### Problem requirements
Of all the lines in the entries below, give again exactly those starting at the line containing "Question: For every instance of the bench leg" and ending at the line containing "Question: For every instance of the bridge tower", both ends included, and no others.

Saved entries:
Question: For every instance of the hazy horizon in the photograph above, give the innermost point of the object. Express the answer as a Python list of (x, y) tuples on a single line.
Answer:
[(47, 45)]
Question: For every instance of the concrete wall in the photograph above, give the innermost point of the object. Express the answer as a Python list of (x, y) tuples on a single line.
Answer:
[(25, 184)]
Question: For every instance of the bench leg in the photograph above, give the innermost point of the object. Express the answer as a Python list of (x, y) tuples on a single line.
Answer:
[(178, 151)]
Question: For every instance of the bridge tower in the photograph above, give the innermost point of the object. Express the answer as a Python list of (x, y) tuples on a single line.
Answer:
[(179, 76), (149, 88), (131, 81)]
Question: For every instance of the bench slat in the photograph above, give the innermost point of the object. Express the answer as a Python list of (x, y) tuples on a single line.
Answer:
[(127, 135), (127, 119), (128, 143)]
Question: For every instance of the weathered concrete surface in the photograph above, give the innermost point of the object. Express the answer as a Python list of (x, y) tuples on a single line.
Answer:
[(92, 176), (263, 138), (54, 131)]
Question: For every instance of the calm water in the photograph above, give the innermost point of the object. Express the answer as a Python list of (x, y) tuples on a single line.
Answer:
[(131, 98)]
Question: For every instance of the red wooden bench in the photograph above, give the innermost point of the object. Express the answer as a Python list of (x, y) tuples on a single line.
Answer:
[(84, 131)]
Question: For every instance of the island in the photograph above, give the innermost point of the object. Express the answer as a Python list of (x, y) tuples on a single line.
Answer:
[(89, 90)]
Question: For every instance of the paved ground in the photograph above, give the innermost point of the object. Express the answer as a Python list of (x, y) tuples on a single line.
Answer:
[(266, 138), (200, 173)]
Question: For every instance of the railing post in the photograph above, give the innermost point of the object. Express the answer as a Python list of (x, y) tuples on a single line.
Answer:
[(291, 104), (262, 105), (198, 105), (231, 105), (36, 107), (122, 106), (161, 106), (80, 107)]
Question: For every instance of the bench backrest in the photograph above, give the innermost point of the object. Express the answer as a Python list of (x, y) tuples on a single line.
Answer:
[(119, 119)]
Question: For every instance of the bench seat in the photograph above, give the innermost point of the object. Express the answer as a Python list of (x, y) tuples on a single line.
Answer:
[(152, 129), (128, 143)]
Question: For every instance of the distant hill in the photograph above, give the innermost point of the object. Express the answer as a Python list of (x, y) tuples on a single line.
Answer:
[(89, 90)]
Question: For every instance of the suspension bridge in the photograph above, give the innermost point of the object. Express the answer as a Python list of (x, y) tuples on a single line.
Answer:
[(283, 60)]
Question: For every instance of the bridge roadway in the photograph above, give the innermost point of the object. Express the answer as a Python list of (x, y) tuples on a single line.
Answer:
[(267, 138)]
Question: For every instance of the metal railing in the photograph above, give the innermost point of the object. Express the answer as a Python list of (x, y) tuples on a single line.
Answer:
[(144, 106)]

### Written response
Question: For every instance of the bench leg in the photograph above, give the innermost point of the object. Express the answer as a Python list of (x, y) tuples on a single line.
Answer:
[(178, 151)]
Question: For every instance of the bridge tower in the photograph above, give the innermost point of the object. Express the answer as a Python list of (x, y) tuples on a single line.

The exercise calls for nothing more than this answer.